**Work request:**
I need the records below restated word for word, without their pictures.

**Dataset records:**
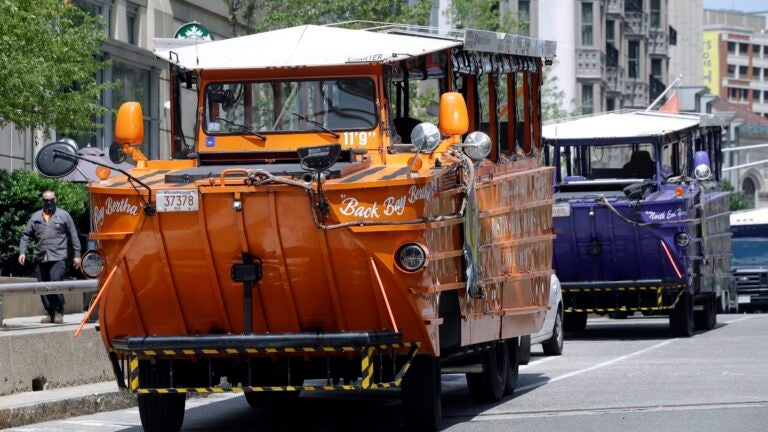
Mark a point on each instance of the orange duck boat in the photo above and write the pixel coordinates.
(310, 233)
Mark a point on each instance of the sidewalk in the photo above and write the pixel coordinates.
(73, 374)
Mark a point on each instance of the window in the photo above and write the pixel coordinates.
(743, 49)
(610, 31)
(655, 14)
(656, 68)
(132, 23)
(634, 59)
(587, 99)
(524, 16)
(586, 24)
(290, 106)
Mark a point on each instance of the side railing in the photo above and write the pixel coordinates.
(42, 288)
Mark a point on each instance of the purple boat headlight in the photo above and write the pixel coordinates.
(702, 170)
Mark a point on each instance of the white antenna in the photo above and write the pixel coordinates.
(664, 93)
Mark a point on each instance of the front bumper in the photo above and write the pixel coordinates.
(383, 358)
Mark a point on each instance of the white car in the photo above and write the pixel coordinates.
(551, 335)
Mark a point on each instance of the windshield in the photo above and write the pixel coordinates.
(579, 163)
(289, 106)
(750, 251)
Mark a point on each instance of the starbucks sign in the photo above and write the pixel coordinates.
(193, 31)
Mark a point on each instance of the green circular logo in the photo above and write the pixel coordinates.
(193, 31)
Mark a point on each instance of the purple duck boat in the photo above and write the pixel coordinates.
(642, 223)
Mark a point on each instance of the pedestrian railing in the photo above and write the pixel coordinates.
(42, 288)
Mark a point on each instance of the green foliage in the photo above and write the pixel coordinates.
(275, 15)
(20, 197)
(738, 200)
(48, 52)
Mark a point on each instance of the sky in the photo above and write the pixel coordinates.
(739, 5)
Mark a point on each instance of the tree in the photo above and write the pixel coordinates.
(275, 15)
(48, 52)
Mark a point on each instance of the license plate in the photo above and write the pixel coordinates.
(561, 210)
(177, 200)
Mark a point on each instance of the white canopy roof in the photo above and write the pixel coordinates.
(307, 45)
(618, 128)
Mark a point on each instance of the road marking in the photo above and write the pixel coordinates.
(618, 410)
(737, 320)
(538, 362)
(591, 368)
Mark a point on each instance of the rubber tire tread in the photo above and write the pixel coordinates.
(575, 322)
(513, 370)
(159, 412)
(421, 394)
(681, 318)
(524, 350)
(489, 385)
(554, 345)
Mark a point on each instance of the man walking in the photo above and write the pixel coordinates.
(50, 228)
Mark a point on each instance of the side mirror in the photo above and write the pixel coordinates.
(477, 145)
(702, 170)
(56, 160)
(454, 119)
(426, 137)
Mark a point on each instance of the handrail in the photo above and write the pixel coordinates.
(57, 287)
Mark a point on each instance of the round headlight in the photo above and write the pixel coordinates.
(477, 145)
(92, 264)
(411, 257)
(682, 239)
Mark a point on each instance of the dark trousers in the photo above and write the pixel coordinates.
(47, 272)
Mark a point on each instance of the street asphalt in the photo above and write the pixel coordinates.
(618, 375)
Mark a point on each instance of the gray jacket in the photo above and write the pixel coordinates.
(50, 238)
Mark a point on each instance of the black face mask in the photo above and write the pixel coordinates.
(49, 206)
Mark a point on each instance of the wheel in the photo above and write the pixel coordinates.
(421, 394)
(489, 385)
(706, 319)
(159, 412)
(681, 318)
(574, 322)
(513, 371)
(554, 345)
(524, 350)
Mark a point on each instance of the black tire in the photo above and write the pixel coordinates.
(681, 318)
(513, 371)
(554, 345)
(159, 412)
(421, 390)
(489, 385)
(706, 319)
(524, 350)
(262, 399)
(574, 322)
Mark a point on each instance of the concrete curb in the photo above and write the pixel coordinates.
(72, 406)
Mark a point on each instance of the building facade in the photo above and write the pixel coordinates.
(131, 26)
(738, 47)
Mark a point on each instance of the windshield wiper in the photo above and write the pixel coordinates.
(243, 127)
(318, 124)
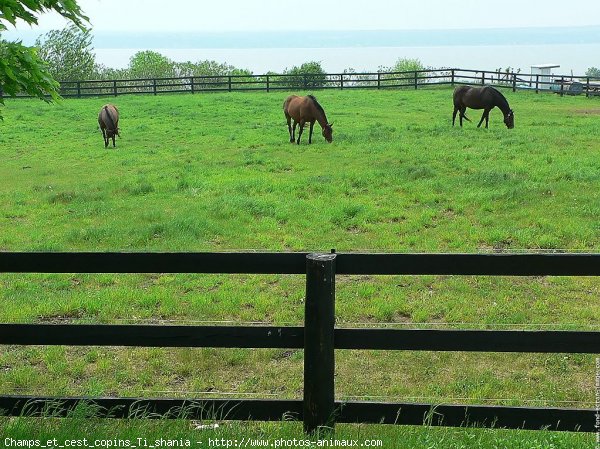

**Solution to this task:**
Mark a point on each instance of the orange duck boat in the photo above and write the pixel coordinates.
(310, 233)
Mark a point on each instance of the sidewalk in the photo above and write the pixel coordinates.
(73, 374)
Mark a point on each instance of the window in the photo above and write the pixel coordinates.
(743, 49)
(610, 31)
(655, 14)
(656, 68)
(132, 23)
(634, 59)
(587, 99)
(524, 16)
(586, 24)
(290, 106)
Mark a point on each instance of the side railing in the photo above and write the pixel coordinates.
(42, 288)
Mark a point on each instance of the purple boat headlight in the photo above and write the pixel coordinates.
(702, 170)
Mark a point on each instance of the white antenna in the photo above and write the pixel coordinates.
(664, 93)
Mark a point on each instance of the front bumper in the photo above and write the pixel coordinates.
(383, 358)
Mark a point on each instance of the white car in the photo above and write the pixel coordinates.
(551, 335)
Mark a point on each instance of the windshield in the photo above and write the pixel coordinates.
(579, 163)
(289, 106)
(750, 251)
Mark a point on each instance of the starbucks sign in the photo above and write the pixel coordinates.
(193, 31)
Mark a point on each instance of the green circular logo in the photo above and write the pixel coordinates.
(193, 31)
Mark a point on each instance of the purple duck boat in the photo above and write the pixel coordinates.
(642, 223)
Mark a point on each instance of the pedestrian railing in the photo above and write the pixel coordinates.
(42, 288)
Mark a point on each instance of the green foliage in the photo above and write the pixel coordinates.
(275, 15)
(20, 197)
(738, 200)
(48, 52)
Mark a point on each instance of the sky in the photo above and write the pixel coordinates.
(739, 5)
Mark a point on each instance of the tree in the photo above and write the pixel coordinates.
(275, 15)
(48, 52)
Mark a point on each instance of the license plate in the photo above and write the pixel coordinates.
(561, 210)
(177, 200)
Mark a point on each instance of the white canopy roof in the photo above and write the pixel coordinates.
(307, 45)
(618, 128)
Mark a point on each instance of the road marking in the photo above and write the pixel coordinates.
(618, 410)
(737, 320)
(538, 362)
(591, 368)
Mark a point on each instance of the rubber tire tread in the photo above and write the pixel coordinates.
(575, 322)
(513, 370)
(159, 412)
(421, 394)
(681, 318)
(524, 350)
(489, 385)
(554, 345)
Mark a point on each instance of the man walking in the photo above and write the pixel coordinates.
(50, 228)
Mark a point on each instance of the side mirror in the photo above and write the pixel coordinates.
(477, 145)
(702, 170)
(56, 160)
(454, 119)
(426, 137)
Mark a point on each instance of the handrail in the photo above and write the pixel coordinates.
(57, 287)
Mark a point on each instance of the round headlight in the photo above and write the pixel coordinates.
(477, 145)
(92, 264)
(411, 257)
(682, 239)
Mark a point on each instance of the dark trousers in the photo above and write the pixel coordinates.
(47, 272)
Mark a point on each instance of the street asphalt in the photo above and write the pixel coordinates.
(618, 375)
Mark a point on each instance of the gray jacket in the photo above and write the pixel coordinates.
(50, 238)
Mark a point on each instance of the black face mask in the photo above and write the pixel coordinates.
(49, 206)
Mark a point on each instance of the wheel in the photo above and write the pixel coordinates.
(421, 394)
(489, 385)
(706, 319)
(159, 412)
(681, 318)
(574, 322)
(513, 371)
(554, 345)
(524, 350)
Mark a point on each instance of the black tire in the photo above and write the pixel coordinates.
(681, 318)
(513, 371)
(554, 345)
(159, 412)
(421, 390)
(489, 385)
(706, 319)
(524, 350)
(262, 399)
(574, 322)
Mark a point on each instance of the concrete curb in the photo above and write the pixel coordinates.
(72, 406)
Mark a point on each instance of the building facade in the photo above and write the pixel coordinates.
(131, 26)
(738, 47)
Mark a point on each instance of the windshield wiper in the photo above and write the pixel coordinates.
(243, 127)
(318, 124)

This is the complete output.